Search the data below for "shirt"; list each line that holds it.

*** Information supplied Section Begins ***

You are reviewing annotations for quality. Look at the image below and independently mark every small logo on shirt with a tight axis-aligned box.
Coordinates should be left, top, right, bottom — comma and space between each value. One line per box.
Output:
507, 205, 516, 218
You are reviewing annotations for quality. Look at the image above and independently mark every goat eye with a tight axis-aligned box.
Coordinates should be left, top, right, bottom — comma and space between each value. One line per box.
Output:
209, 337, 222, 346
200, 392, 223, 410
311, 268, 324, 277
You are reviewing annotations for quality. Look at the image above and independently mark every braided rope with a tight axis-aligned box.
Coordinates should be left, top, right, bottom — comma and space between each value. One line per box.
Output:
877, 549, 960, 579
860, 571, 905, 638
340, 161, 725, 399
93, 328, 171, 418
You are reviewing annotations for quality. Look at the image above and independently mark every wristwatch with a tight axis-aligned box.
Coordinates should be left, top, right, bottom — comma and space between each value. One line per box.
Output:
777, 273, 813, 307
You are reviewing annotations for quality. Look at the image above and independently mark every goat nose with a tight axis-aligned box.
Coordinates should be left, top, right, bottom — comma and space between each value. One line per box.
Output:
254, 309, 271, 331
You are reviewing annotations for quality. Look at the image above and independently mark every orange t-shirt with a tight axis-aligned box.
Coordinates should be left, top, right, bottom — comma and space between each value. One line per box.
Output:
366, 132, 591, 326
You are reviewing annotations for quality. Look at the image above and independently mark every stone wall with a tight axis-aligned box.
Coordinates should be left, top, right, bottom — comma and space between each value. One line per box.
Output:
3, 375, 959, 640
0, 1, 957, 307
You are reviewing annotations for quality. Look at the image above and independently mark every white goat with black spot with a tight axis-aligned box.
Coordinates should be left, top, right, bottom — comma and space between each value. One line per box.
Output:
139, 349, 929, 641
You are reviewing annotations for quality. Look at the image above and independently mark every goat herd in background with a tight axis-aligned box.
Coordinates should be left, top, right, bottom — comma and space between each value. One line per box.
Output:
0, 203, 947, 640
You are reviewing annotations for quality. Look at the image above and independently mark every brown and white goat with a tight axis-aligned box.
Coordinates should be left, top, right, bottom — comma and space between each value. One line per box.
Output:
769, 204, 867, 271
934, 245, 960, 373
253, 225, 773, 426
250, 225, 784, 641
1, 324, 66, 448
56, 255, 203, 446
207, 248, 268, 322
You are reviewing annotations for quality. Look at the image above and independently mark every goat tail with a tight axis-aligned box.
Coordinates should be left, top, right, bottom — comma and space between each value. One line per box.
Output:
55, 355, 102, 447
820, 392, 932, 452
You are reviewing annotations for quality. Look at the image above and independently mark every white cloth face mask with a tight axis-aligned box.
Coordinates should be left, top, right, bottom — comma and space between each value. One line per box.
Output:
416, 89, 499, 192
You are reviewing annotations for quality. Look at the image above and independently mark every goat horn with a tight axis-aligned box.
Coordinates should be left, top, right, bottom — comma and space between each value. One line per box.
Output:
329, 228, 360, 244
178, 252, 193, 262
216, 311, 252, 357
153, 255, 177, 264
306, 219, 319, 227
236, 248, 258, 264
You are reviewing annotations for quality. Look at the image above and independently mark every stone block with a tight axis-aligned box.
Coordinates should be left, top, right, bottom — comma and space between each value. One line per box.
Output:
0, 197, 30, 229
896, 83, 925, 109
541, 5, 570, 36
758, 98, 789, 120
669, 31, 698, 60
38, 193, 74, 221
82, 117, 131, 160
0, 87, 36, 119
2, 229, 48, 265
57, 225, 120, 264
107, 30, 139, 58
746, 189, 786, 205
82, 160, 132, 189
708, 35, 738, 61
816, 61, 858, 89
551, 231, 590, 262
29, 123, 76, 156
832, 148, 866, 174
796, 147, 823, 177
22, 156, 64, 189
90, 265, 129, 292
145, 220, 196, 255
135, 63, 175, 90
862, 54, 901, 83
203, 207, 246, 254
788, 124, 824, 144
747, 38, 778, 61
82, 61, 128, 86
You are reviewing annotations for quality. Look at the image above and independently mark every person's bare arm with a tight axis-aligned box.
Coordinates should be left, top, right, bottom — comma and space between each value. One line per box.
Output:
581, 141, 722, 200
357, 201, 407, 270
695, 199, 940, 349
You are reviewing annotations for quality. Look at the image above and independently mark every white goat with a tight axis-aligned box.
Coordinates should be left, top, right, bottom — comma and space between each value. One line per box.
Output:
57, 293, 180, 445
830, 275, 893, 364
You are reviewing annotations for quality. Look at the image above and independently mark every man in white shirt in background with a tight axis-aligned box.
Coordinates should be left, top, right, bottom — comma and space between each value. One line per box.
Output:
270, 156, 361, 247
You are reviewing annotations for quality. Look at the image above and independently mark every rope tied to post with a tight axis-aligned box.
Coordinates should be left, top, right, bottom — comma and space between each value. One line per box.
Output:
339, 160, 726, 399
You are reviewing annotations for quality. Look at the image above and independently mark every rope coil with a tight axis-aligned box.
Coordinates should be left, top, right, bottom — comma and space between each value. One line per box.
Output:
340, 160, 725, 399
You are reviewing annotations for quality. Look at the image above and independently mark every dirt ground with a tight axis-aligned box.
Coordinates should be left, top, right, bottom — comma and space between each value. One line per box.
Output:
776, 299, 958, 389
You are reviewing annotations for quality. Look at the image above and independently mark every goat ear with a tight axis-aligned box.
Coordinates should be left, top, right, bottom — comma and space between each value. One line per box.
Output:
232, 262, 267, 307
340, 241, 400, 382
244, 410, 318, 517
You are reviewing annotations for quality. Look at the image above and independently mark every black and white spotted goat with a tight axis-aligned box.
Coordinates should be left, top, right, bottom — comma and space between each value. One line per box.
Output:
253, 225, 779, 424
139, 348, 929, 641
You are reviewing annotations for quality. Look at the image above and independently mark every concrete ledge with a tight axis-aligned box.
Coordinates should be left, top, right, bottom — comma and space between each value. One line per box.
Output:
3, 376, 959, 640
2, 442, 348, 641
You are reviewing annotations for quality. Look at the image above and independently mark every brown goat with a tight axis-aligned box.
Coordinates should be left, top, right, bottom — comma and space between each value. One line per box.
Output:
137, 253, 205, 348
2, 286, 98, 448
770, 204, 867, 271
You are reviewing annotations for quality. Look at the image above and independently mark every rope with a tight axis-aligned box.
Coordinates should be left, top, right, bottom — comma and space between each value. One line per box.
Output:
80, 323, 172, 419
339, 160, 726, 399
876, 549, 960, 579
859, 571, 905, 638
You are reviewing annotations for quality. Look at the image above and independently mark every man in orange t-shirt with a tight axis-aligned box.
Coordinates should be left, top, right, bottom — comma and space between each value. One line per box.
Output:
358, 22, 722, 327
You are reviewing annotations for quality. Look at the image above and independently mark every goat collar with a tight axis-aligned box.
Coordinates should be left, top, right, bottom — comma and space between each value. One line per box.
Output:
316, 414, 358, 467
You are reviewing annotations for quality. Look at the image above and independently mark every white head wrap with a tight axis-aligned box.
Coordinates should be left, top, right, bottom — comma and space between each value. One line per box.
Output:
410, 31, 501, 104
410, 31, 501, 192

*** Information supplied Section Ends ***
*** Information supplied Section Begins ***

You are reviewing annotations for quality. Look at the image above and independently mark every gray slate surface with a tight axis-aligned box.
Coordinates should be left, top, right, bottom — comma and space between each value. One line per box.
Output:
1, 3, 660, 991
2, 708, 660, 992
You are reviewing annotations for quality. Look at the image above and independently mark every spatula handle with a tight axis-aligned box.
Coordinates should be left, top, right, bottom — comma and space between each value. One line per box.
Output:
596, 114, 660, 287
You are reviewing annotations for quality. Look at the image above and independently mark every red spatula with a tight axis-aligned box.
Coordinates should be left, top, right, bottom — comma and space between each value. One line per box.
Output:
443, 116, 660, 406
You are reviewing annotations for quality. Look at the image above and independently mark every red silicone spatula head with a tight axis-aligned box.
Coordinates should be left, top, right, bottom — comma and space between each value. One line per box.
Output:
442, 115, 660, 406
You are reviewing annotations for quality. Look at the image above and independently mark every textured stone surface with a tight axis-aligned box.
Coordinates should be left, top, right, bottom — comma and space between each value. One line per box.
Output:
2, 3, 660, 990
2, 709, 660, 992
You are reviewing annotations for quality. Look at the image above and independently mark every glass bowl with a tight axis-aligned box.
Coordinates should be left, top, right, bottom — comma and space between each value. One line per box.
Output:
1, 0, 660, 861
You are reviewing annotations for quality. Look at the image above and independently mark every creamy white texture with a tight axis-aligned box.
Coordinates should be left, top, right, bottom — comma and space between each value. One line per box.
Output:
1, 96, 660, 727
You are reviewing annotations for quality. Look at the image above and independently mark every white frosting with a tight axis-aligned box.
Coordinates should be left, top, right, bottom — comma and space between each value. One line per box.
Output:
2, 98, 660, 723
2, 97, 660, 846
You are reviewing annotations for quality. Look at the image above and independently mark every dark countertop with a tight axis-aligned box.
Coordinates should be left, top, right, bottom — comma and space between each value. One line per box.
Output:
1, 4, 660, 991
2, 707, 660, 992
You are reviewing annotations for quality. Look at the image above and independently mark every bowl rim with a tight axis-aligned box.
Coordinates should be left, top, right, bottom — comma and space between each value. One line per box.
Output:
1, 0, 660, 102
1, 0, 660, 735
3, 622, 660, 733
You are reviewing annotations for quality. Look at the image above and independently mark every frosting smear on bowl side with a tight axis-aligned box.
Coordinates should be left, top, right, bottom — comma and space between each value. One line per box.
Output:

*** Information supplied Section Ends ***

* **Result of the task**:
You are reviewing annotations for quality. Look at the image below and independently mark every small logo on shirt with a tight axis-aligned box.
You are reviewing annotations for quality. Look at the image above and independently mark every orange t-shirt with a tight axis-aligned box.
You are reviewing annotations for quality. Look at the image above and independently mark every man in white shirt in background with a tight axis-aligned box.
You are reviewing annotations for quality. Look at the image above and independently mark every man in orange t-shirt with a tight axis-aligned box.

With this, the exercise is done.